Start DATA LISTING

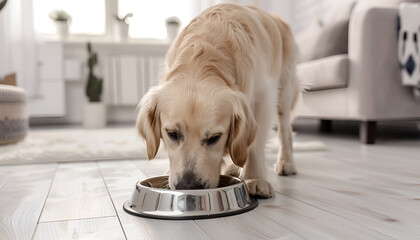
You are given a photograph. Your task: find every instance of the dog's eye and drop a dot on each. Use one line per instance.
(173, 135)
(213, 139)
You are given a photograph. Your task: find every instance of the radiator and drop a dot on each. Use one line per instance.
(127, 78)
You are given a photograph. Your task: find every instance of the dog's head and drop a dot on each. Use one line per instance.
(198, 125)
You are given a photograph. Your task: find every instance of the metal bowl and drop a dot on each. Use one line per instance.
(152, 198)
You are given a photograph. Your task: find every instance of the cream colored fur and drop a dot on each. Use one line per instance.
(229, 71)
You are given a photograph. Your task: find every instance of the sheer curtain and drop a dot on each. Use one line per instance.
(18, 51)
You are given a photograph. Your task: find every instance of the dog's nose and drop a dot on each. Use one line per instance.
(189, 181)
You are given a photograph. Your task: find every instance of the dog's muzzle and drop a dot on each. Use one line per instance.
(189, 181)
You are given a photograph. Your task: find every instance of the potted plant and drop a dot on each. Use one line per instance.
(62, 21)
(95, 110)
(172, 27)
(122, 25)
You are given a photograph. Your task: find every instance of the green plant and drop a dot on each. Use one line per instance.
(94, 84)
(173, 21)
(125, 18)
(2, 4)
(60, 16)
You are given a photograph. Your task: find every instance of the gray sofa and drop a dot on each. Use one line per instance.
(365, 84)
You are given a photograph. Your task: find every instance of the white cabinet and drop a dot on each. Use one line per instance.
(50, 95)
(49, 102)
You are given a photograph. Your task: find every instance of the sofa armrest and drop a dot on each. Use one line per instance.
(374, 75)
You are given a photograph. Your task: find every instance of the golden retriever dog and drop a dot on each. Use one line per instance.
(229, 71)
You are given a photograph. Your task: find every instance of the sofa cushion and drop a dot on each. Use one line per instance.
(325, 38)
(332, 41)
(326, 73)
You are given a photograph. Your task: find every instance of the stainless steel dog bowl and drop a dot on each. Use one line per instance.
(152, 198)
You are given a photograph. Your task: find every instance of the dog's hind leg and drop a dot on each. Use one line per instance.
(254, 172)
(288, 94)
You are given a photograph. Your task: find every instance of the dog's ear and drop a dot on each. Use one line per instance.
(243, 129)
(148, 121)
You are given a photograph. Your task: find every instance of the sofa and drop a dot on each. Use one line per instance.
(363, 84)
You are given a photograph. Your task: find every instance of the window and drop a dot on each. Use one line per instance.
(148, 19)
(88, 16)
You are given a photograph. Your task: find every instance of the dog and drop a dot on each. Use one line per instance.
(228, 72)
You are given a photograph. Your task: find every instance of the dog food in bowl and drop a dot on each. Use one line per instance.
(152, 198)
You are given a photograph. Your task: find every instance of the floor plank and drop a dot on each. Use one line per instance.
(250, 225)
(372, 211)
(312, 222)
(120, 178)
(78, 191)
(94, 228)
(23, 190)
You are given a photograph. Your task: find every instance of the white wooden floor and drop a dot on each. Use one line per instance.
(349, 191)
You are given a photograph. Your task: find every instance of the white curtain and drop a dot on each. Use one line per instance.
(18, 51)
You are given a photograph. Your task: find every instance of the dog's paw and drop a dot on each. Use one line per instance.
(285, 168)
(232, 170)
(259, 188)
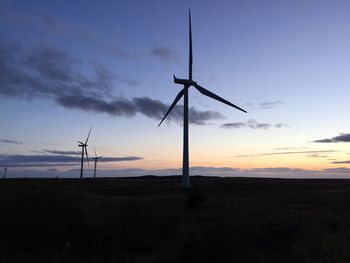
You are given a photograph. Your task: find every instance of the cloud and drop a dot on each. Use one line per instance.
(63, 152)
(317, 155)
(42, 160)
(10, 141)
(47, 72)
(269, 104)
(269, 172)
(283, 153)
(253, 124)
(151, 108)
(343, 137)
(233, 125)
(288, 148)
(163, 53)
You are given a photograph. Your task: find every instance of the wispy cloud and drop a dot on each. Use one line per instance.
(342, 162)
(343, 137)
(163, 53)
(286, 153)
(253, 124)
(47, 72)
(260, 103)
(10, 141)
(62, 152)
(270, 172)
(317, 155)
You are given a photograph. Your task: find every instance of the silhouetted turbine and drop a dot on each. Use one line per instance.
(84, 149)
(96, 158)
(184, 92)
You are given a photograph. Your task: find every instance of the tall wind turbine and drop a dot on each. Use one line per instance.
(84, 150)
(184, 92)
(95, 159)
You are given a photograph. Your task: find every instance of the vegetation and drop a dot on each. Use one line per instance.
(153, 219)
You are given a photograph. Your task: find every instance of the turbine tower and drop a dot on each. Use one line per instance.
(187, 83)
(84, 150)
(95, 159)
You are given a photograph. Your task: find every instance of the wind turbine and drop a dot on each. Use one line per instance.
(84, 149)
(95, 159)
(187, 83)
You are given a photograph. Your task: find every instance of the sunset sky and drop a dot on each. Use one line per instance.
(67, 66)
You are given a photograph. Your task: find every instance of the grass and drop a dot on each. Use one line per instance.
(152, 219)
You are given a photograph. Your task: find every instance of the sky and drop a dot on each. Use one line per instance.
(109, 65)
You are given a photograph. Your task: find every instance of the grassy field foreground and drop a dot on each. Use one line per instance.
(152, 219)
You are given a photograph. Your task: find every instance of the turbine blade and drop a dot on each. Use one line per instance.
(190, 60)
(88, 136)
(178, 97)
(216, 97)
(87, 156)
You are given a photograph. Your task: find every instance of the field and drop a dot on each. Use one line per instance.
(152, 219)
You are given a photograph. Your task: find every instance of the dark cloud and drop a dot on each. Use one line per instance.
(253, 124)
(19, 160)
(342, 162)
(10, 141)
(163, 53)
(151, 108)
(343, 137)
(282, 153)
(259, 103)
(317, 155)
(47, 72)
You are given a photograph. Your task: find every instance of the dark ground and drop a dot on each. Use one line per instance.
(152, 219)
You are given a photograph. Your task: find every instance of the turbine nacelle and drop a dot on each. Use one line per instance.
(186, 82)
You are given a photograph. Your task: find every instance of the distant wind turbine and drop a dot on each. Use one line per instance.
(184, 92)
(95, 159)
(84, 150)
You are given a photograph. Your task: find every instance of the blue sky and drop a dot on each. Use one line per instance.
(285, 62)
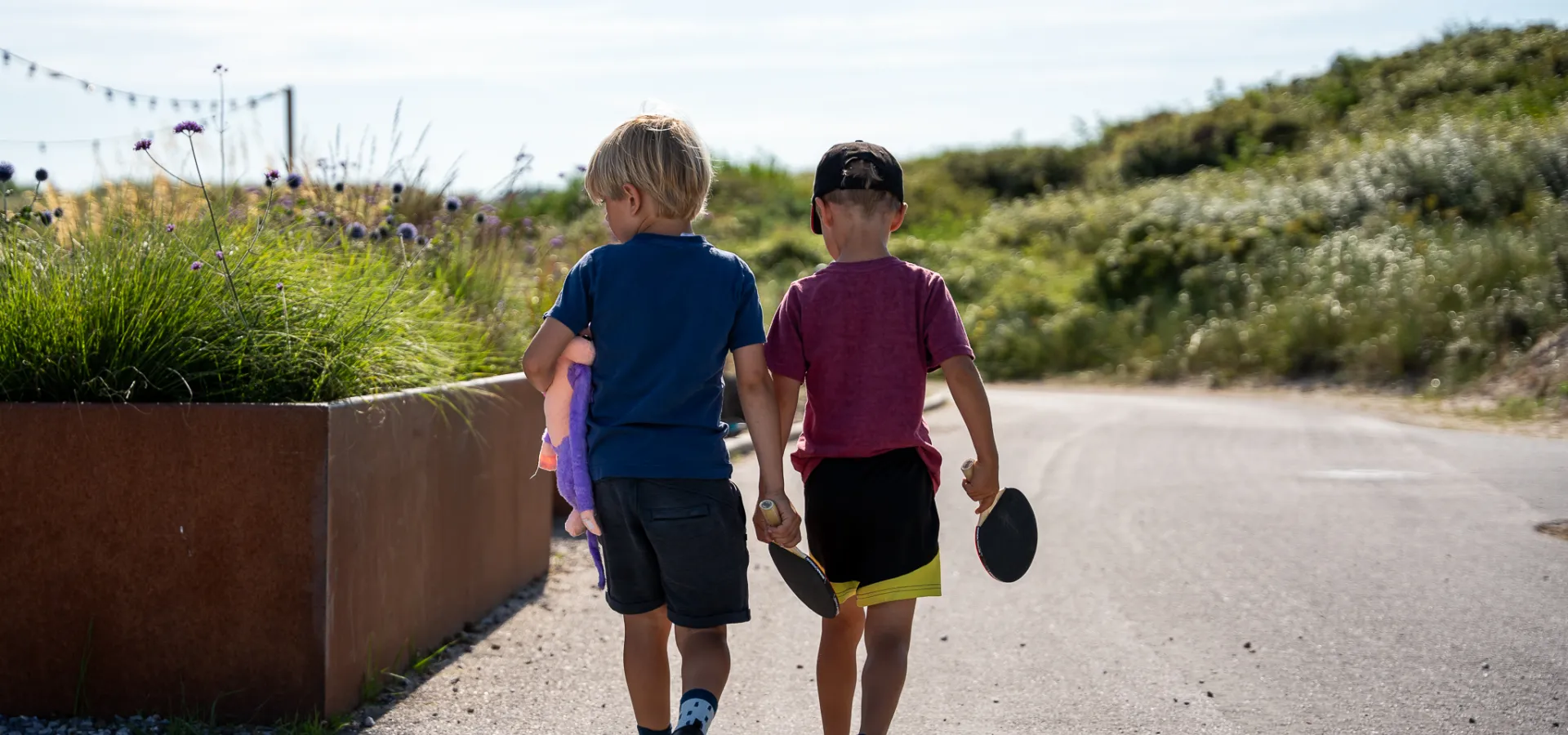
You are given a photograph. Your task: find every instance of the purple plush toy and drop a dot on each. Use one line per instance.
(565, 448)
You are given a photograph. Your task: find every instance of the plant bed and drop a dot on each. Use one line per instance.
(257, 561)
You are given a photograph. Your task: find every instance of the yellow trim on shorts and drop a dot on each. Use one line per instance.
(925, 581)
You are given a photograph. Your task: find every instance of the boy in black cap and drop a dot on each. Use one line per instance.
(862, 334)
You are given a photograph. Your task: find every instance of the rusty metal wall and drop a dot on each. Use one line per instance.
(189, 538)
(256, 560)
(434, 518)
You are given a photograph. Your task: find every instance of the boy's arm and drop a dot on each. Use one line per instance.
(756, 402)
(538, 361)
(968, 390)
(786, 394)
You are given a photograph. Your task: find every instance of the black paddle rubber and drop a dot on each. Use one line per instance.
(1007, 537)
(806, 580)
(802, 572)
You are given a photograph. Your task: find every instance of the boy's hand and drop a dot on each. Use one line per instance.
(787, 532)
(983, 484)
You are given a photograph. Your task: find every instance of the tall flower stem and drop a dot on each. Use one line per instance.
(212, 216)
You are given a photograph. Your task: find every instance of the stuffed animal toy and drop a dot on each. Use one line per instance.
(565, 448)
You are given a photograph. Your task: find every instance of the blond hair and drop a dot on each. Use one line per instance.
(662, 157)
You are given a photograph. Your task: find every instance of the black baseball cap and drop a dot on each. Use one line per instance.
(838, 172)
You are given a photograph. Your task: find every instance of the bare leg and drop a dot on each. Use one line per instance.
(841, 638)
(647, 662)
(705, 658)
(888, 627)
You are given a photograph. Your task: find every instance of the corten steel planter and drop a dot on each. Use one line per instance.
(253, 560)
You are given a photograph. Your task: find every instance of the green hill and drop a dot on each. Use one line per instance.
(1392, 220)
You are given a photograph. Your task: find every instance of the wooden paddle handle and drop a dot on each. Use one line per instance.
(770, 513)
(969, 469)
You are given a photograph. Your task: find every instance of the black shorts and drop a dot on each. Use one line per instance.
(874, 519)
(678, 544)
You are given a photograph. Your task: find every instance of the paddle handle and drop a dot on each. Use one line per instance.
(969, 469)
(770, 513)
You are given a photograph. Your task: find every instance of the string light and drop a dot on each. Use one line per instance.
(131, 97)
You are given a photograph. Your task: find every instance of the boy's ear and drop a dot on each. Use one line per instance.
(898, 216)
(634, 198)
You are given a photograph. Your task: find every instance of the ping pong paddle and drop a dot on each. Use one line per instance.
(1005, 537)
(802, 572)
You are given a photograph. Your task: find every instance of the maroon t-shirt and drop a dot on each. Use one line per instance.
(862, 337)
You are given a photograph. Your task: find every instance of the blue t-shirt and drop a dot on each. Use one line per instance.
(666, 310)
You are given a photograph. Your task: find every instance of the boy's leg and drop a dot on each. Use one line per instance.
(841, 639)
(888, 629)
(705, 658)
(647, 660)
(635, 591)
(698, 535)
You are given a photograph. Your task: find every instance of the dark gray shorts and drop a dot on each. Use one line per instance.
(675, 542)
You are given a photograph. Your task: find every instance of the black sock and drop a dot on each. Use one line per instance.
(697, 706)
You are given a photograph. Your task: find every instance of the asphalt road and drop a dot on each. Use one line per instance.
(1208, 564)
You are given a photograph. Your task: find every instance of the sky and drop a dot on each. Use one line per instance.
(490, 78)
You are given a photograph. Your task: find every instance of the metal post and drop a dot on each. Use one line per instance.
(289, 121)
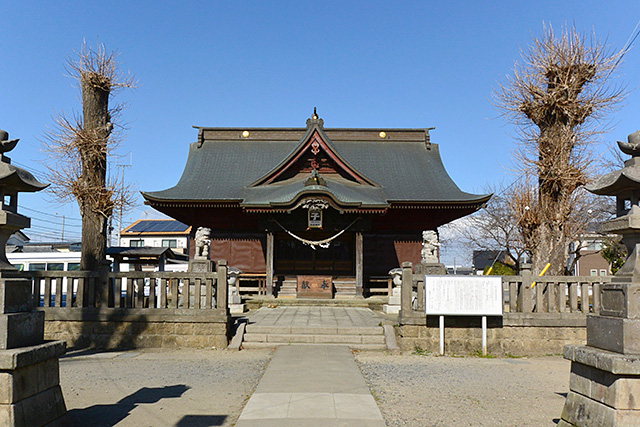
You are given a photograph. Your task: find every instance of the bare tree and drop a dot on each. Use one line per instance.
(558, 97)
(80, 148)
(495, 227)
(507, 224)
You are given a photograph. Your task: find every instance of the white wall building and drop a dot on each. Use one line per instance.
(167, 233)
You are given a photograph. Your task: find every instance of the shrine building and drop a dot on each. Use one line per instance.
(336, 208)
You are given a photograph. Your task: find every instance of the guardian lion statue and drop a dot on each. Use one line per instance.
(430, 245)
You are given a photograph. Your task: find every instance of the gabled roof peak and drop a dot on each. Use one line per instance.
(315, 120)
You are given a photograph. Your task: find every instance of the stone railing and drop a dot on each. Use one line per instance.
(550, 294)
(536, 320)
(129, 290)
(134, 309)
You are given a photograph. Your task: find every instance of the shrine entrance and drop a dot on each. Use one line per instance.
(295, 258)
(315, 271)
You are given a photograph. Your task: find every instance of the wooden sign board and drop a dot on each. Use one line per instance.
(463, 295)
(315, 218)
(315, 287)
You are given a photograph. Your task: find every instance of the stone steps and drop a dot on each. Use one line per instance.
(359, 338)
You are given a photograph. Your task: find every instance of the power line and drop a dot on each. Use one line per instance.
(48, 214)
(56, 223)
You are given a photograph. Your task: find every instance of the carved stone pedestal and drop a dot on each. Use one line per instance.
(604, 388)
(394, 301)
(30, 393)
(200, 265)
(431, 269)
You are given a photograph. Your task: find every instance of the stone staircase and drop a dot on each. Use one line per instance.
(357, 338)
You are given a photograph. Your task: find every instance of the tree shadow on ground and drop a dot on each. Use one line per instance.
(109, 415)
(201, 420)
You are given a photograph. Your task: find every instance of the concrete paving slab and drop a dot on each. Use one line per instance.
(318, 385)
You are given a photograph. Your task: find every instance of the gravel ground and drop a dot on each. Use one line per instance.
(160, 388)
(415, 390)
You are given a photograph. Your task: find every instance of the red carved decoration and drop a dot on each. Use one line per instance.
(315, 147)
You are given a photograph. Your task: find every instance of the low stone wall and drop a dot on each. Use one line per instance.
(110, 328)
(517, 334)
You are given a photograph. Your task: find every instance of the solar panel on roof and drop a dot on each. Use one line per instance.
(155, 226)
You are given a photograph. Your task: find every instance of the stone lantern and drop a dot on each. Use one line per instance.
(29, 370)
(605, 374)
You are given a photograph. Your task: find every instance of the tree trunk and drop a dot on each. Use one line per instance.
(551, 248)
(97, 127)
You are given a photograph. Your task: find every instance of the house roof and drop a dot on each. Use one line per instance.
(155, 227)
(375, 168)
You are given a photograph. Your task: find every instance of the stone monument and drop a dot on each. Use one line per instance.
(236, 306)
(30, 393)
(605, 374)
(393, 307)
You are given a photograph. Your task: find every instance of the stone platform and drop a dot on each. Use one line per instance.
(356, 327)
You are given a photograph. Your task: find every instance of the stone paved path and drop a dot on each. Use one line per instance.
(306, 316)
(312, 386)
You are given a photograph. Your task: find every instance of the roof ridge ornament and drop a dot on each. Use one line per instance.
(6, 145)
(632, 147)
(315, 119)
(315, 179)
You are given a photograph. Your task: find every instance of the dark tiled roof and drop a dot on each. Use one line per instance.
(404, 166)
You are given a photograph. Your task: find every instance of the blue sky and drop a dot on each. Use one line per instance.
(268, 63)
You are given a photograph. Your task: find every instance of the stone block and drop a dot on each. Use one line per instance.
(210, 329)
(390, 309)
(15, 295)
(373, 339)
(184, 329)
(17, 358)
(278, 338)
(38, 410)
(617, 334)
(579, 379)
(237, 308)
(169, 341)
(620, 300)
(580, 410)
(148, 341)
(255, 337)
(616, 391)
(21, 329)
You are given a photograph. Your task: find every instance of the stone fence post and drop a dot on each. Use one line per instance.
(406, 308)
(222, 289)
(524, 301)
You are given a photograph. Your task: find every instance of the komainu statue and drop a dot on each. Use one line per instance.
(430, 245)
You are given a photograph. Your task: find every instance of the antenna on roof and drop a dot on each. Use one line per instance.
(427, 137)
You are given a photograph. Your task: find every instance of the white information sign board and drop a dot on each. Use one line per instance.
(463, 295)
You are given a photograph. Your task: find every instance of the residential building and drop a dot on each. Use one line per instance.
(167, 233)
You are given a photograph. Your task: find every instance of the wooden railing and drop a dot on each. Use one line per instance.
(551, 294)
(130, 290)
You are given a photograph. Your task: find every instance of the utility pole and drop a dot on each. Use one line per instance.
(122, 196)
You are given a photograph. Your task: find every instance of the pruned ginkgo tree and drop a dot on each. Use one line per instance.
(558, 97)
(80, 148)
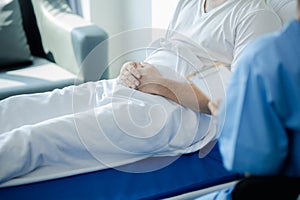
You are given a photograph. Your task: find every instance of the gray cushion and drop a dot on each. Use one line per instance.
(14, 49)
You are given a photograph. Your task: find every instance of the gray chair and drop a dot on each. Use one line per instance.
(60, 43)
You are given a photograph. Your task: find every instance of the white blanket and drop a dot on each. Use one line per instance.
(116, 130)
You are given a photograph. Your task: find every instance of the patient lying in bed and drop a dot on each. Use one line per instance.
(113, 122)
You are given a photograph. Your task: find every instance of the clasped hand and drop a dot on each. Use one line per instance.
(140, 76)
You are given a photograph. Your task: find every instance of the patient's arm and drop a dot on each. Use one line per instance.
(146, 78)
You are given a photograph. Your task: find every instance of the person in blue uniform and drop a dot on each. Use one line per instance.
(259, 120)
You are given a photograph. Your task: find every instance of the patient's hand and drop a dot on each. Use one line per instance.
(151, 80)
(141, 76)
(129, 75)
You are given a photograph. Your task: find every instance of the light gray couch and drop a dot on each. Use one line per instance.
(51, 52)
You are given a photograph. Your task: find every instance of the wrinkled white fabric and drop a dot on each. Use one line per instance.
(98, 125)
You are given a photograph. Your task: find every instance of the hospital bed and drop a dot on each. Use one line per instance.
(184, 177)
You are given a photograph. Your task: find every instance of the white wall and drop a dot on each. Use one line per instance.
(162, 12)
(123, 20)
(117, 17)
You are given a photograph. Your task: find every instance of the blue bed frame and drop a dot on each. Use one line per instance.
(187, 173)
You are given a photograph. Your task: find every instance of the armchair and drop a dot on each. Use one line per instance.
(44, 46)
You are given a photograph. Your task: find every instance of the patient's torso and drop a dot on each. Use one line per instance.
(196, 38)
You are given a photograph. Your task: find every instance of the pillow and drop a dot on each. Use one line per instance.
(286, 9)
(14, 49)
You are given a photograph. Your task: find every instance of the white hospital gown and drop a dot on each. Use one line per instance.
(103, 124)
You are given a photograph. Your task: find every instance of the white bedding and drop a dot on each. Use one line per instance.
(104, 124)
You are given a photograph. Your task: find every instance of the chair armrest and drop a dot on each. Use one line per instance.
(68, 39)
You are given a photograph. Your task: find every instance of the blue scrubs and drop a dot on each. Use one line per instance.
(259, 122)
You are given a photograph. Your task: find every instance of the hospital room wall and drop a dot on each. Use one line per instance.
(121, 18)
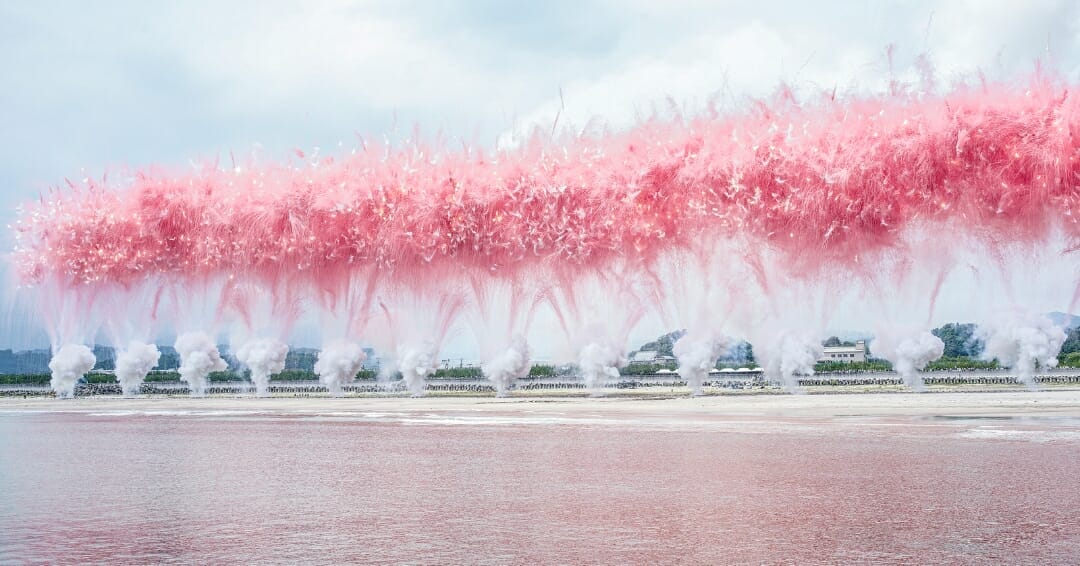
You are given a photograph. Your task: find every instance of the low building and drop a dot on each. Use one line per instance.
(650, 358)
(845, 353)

End DATA LISTING

GIVEN TASK >> Rescale the material from the line containing "white wall and" through the end, giving every line again with the requests unchanged and each point coordinate in the answers multiplied by 0.6 and rounded to a whole number, halves up. Leave out the pictures.

PROBLEM SOLUTION >>
You are given a photograph. Your task: find every instance of the white wall and drop a dot on each. Use one line per instance.
(97, 7)
(74, 12)
(70, 10)
You are given a photograph. Your task: find every instance of the blue bed frame and drop a dot on each. Use one line per instance.
(112, 104)
You are given a photograph. Your task: find every instance of the armchair and drop a dot on each. Use one line per instance.
(26, 28)
You are given a photograph. Your task: find every instance of the patient's torso and drop a dot on each. Use one line per instance.
(118, 23)
You are given a photograph. Your task: find every instance of the pillow and drop a dot on each. Use one line per instance.
(172, 5)
(8, 29)
You are given a photograph. Your task: find every instance of the white hospital gown and drop a dot on each. Use one line per instance.
(62, 74)
You are given a photograph. Your task: find every instance of the white bedding and drop a dot on each. Use one line per instance.
(62, 74)
You are given a photograph. Your task: find every instance of the chair armrest and drop a dot on each. Use one line per instance.
(41, 23)
You are given a photograph. Your task: find every instance of the blue scrubs and drop a dot on each. Use one line per instance.
(155, 73)
You are given a photograph. Your task: find every instance of the hospital room wall and drop a dot on each. Use one line per instance.
(73, 11)
You are given a photograph. Your task: find every instance of the low building and drop a dot on each. Use one line per instance.
(390, 215)
(507, 212)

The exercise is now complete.